*What is asked*.
Copy each of the rows below word for word, leaving the pictures out of your copy.

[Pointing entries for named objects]
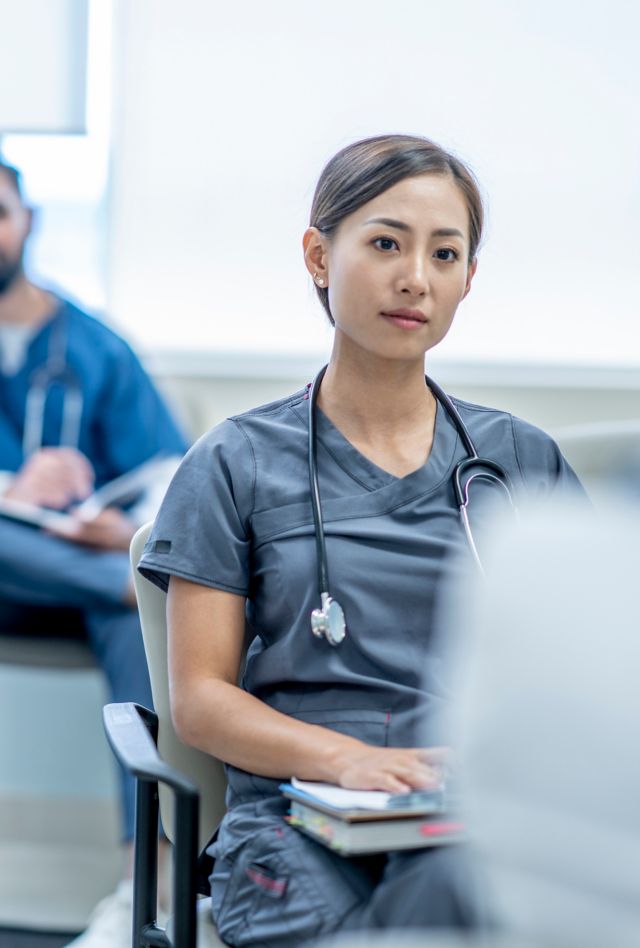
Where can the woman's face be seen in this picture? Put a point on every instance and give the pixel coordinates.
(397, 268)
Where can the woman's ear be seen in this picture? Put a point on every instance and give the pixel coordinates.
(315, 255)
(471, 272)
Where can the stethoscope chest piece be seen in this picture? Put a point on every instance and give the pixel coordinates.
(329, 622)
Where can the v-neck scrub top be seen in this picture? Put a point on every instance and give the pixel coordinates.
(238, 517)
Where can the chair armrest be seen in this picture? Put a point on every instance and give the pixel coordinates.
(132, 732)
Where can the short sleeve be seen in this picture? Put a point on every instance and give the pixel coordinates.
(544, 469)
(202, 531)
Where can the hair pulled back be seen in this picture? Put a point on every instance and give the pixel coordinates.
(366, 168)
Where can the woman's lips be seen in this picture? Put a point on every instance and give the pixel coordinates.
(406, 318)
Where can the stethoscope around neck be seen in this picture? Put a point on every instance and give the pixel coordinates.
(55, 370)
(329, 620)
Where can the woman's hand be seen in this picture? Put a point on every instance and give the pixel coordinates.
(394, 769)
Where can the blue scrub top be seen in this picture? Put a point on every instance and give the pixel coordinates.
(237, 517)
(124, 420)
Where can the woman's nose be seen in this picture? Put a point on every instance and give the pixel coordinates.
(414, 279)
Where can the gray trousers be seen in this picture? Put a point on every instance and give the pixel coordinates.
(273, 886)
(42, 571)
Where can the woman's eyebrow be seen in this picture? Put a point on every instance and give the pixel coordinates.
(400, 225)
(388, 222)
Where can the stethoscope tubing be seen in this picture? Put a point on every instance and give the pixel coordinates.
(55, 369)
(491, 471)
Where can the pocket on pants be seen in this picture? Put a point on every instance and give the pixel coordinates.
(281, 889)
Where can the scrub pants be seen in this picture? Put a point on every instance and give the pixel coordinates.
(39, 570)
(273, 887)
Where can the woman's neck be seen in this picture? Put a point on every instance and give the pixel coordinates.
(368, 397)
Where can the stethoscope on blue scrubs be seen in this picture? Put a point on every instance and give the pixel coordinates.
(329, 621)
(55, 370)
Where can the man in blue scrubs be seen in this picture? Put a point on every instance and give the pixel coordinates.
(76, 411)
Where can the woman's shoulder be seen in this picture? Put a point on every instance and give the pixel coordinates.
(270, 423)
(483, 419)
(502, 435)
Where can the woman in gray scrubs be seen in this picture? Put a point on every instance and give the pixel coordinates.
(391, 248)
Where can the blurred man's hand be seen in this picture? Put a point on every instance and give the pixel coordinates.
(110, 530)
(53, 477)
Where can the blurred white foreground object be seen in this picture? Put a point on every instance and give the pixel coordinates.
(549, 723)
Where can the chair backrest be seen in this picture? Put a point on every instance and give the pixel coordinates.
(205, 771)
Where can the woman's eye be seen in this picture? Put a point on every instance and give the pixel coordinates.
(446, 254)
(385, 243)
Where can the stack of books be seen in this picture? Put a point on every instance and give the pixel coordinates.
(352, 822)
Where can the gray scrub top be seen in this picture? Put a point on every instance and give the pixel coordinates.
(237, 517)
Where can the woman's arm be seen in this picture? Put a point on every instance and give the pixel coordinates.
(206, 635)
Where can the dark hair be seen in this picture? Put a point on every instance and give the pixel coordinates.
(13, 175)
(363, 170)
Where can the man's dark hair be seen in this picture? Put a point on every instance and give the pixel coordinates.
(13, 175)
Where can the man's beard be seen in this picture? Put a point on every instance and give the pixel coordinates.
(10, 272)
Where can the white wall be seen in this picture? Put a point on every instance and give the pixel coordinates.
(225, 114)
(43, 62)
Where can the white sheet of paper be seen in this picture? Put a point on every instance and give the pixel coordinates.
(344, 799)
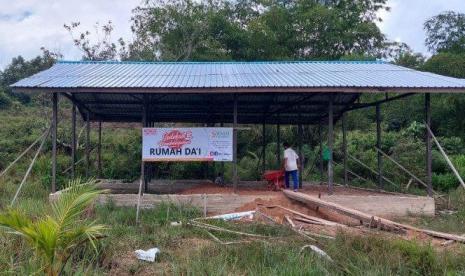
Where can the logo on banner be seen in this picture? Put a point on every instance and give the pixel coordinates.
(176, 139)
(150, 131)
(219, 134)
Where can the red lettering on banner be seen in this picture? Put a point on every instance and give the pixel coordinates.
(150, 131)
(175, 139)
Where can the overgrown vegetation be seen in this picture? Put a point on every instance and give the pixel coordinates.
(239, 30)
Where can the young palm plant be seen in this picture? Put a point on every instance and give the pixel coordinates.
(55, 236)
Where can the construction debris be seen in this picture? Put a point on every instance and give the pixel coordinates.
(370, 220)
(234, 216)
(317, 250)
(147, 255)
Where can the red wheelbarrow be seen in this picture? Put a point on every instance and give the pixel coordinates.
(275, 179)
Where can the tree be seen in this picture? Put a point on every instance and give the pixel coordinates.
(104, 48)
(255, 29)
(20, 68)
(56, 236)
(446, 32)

*Worked answer*.
Where can the woman's face be seen in this picture? Put a point on every instance and give the pixel coordinates.
(397, 268)
Where can the woman's ear be seen in this picture? Put a point on every instance and give the pixel coordinates.
(315, 255)
(471, 272)
Where can the stethoscope chest piece be seen in this picture? Put a point on every instance and give the pixel coordinates.
(329, 622)
Where can the v-neck scrub top be seen in this picture? Put a point on every instance and give the pixel coordinates.
(238, 517)
Where can the chair armrest be seen in this picture? Put a point on every instance and give the pixel coordinates.
(132, 732)
Where can the short sleeve be seen in this picture? Put a point on every instance and give the pixel coordinates.
(544, 469)
(202, 531)
Where can the hair pulled back be seen in this picture? Put a point on every instance and give the pixel coordinates.
(366, 168)
Where can the woman's lips be seen in this picture? Put a point on every instance and give the pixel coordinates.
(406, 318)
Where can the stethoscope around neck be seen in this picture? Put a point on every instance and give the pixel coordinates.
(55, 370)
(329, 620)
Where can the woman's hand be seen in this picture? Put a point on every instance and give the pixel coordinates.
(394, 769)
Where can the blue scrub top be seen in this picture? Put a point on every instance and give the pixel coordinates.
(237, 517)
(124, 420)
Where can the woman's nose be seen in this picture? Put a point on every instance and give the pixel coordinates.
(414, 279)
Where can the gray trousers be seen in this picture? Put a point on every instance and give the pixel coordinates.
(273, 886)
(42, 571)
Where can the woman's eyebrow be seen in this picture? Put a point on every instance and give the pixel coordinates.
(400, 225)
(388, 222)
Where can the stethoscope tubing be seen in this picture? Put a point on every instance and give the pixel coordinates.
(55, 369)
(491, 471)
Where can the pocket on pants be seen in this picture? Put a point on every instance and give the pixel coordinates.
(281, 889)
Where can the scrub pants be seen in this picture? Put a point on every instance and give the pixel coordinates.
(39, 570)
(273, 887)
Where can the woman's neck be seen in this picture? Put a point on every instance and give the pixel coordinates.
(368, 397)
Where can the stethoscope on blue scrubs be seen in this picture? Put a point on every instance and give the pixel coordinates.
(329, 621)
(55, 370)
Where can the man in blue scrubs be seen in this picture? Put a point on every instance and give the pixel coordinates.
(76, 411)
Where can the woman's shoulder be seen in this picture? Put a point on every instance and give the pixel coordinates.
(270, 423)
(483, 419)
(502, 435)
Where can the woman in gray scrubs be seen in this picture? Put a point on every instance and give the pixel coordinates.
(391, 248)
Where can the blurred man's hand be seen in this picture? Put a point on every instance and give the pixel coordinates.
(110, 530)
(53, 477)
Where can the blurred white foreground object be seen in this picture? Put a point on every instance and give the pixel coordinates.
(549, 723)
Where can the chair backrest be seen in this picture? Put a point on every instance and give the pixel coordinates.
(205, 771)
Where can the woman's eye be seen in this picture? Put a point on every instance and give the pixel coordinates.
(446, 254)
(385, 243)
Where can the stack of books be seen in this picture? Put a point on every instance and give the pixel coordinates.
(352, 822)
Where can the gray scrub top be seen in this picture? Put a point on every instance and give the pixel coordinates.
(237, 517)
Where can the woman's arm be seen in this picture? Put a point on every instance and give the pixel coordinates.
(206, 635)
Where can the dark hair be seen in this picture? Put a point on every instance and give the pixel coordinates.
(13, 175)
(363, 170)
Where can the man's dark hair be seen in this picture? Put a point on every instance and give the pixel coordinates.
(13, 175)
Where can the man's beard be seen in this picture? Put a point on every instance and give the pixel coordinates.
(10, 272)
Where can the white wall be seen in this picture? Put a point on every instance and give the pixel coordinates.
(225, 114)
(43, 62)
Where can the white sheet of paper be seen in this picture? Put a point on every instance and give the pixel coordinates.
(344, 799)
Where can the logo on banner be seen in this picture? Put a point on every instance and give the pixel coordinates.
(176, 139)
(150, 131)
(219, 134)
Where can the red lettering on banner be seen in this picture? Put a point on every instance and give the pixel coordinates.
(150, 131)
(175, 139)
Where can the overgrown vegetation be seen in this picture? Put a point on every instance and give the pixel coordinates.
(239, 30)
Where can the young palm plant be seen in this picture? Put a point on every instance and give the pixel coordinates.
(55, 236)
Where can the construction debris be seen in this picture? Put a point on every instance and give the pixel coordinates.
(370, 220)
(234, 216)
(317, 250)
(147, 255)
Where can the red wheelbarrow be seen in this picture? Put a point on every instance and give the pixel coordinates.
(275, 179)
Where can the tree be seen in this picture? Put a point on every instance and give the pixel coordinates.
(104, 48)
(255, 29)
(20, 68)
(56, 236)
(446, 32)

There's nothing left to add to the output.